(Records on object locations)
--- BEGIN ---
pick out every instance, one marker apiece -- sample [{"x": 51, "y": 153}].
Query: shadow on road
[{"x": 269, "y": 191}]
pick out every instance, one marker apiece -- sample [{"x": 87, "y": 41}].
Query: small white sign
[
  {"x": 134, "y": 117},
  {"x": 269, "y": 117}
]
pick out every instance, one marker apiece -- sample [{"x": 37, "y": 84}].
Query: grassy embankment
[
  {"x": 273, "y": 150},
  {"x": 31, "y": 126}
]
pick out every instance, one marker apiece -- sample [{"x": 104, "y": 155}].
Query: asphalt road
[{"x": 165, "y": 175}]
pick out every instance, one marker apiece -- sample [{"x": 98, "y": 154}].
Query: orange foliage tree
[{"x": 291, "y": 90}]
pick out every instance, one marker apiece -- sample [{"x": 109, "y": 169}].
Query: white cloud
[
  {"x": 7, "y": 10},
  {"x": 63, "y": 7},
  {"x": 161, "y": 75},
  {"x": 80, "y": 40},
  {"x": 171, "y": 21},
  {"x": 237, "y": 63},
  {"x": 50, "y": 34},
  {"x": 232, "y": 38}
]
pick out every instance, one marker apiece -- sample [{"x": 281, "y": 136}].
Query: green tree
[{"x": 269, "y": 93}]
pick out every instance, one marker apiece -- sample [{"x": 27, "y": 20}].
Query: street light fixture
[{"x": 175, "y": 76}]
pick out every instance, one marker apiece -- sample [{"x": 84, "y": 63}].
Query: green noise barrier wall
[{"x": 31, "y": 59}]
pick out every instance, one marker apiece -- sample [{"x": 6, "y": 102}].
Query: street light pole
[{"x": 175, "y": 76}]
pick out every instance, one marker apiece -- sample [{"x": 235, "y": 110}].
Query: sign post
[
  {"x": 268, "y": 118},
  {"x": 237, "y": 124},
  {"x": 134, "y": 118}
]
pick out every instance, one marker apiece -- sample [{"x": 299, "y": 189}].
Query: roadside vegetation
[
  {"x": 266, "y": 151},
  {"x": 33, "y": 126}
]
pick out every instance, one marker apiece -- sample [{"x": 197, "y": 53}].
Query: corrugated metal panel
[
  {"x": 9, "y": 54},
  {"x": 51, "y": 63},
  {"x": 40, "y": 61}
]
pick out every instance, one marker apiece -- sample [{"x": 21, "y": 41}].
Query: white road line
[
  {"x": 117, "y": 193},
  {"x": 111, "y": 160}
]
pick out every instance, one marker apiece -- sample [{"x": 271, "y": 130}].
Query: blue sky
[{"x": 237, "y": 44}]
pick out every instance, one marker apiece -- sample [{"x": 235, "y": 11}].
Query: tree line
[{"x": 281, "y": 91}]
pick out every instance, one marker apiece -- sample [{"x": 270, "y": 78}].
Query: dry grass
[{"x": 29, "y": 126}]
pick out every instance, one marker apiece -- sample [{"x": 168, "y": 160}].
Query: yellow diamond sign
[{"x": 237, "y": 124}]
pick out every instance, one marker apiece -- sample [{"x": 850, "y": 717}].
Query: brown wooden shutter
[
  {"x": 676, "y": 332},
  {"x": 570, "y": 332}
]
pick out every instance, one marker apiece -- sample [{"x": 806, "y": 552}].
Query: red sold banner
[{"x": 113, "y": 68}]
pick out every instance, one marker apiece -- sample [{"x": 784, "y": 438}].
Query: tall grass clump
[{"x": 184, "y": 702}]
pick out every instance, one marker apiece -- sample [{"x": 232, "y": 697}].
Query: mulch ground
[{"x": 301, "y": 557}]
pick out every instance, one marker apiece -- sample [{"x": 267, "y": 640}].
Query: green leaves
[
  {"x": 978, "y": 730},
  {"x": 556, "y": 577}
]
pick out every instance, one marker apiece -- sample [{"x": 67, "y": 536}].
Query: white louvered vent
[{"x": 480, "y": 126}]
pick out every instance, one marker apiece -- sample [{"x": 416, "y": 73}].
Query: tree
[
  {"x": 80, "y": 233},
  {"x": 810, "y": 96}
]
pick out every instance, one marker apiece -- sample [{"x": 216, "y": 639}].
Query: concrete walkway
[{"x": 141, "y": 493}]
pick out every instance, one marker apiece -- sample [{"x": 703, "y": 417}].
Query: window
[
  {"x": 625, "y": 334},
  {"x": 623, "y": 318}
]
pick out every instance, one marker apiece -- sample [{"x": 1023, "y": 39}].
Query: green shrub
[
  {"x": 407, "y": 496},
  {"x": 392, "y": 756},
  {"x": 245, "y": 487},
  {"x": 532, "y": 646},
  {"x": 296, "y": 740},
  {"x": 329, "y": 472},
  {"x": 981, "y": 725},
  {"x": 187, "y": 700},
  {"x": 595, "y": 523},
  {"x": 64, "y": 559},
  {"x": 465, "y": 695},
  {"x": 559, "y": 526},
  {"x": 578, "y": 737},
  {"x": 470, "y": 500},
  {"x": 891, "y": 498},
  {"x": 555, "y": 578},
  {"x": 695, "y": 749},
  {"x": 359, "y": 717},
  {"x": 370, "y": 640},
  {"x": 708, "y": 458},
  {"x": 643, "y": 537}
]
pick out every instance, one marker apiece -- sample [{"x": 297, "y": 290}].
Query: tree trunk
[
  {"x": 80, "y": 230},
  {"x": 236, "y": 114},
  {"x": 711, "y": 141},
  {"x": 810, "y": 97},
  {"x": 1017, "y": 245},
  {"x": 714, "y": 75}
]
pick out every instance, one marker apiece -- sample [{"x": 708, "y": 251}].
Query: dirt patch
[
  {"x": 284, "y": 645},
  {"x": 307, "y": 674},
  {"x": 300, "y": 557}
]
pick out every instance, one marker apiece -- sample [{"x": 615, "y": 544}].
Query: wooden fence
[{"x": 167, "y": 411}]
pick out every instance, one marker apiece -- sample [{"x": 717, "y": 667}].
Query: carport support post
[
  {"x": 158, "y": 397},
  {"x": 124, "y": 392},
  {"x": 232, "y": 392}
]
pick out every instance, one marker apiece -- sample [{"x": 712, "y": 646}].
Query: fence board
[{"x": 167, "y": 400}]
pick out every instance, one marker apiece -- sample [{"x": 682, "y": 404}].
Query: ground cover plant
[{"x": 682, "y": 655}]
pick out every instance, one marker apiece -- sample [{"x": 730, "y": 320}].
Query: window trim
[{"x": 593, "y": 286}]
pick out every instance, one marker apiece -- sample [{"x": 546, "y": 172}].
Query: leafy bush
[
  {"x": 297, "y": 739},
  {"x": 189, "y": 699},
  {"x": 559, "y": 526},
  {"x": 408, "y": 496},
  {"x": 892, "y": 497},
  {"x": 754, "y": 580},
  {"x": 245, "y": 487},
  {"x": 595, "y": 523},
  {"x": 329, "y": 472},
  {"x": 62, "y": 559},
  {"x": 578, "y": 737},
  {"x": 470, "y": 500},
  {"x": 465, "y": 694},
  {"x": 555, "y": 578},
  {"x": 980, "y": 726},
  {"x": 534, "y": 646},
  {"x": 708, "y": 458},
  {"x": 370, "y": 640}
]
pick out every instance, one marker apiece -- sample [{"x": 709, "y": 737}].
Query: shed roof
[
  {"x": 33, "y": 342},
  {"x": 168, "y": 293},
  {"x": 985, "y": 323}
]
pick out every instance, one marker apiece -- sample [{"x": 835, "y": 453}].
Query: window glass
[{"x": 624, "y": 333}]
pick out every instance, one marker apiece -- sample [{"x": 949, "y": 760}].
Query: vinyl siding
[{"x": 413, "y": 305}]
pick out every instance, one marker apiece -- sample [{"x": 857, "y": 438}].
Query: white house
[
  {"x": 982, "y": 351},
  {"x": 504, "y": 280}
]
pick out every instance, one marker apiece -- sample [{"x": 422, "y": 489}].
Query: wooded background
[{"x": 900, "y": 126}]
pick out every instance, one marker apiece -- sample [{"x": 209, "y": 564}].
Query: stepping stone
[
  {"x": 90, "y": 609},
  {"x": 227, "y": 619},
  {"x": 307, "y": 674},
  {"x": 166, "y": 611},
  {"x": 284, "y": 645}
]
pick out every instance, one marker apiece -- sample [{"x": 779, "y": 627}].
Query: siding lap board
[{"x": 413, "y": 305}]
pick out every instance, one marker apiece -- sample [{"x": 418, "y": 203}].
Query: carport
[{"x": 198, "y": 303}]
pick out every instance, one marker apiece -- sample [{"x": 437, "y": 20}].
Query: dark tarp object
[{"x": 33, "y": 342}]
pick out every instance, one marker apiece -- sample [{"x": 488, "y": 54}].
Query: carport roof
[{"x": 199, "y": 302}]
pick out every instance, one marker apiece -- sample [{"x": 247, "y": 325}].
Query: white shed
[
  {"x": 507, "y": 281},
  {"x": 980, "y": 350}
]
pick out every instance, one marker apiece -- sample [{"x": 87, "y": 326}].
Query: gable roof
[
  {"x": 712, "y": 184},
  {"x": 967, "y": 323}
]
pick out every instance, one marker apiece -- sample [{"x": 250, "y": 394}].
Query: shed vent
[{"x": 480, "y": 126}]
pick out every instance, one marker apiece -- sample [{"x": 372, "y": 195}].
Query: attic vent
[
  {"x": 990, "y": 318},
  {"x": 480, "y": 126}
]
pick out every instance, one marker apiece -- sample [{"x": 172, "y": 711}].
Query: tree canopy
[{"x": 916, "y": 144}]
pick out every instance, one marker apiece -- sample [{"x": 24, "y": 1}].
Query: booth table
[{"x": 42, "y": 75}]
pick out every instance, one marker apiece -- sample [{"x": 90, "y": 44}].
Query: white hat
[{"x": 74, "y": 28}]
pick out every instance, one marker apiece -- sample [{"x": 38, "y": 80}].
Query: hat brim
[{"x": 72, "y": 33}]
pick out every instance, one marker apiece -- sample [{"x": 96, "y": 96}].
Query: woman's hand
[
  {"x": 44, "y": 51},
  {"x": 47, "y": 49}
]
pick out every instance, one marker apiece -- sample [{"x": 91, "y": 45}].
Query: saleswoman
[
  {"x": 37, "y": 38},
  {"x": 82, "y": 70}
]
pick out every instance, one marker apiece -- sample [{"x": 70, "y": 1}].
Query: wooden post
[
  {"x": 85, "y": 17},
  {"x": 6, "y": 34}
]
--- END ---
- Task prompt
Find every line of the records above that contains the word "white", treating uppercase and lowercase as different, and copy each of those lines.

- Final result
Query: small white sign
Query: white cloud
Query: white road line
Query: white louvered vent
Query: white house
Query: white shed
Query: white hat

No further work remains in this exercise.